⟨
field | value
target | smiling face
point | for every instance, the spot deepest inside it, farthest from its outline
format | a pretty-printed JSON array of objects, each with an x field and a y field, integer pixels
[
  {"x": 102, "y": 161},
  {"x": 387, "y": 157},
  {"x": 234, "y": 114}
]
⟩
YOUR GOAL:
Reproduce the material in full, keeping every line exactly as given.

SOLUTION TO THIS EXERCISE:
field | value
target | smiling face
point | for every instance, the spot deepest inside it, farthest from its outline
format | a pretty-printed JSON array of objects, each with an x field and a y field, integer pixels
[
  {"x": 102, "y": 161},
  {"x": 387, "y": 157},
  {"x": 234, "y": 114}
]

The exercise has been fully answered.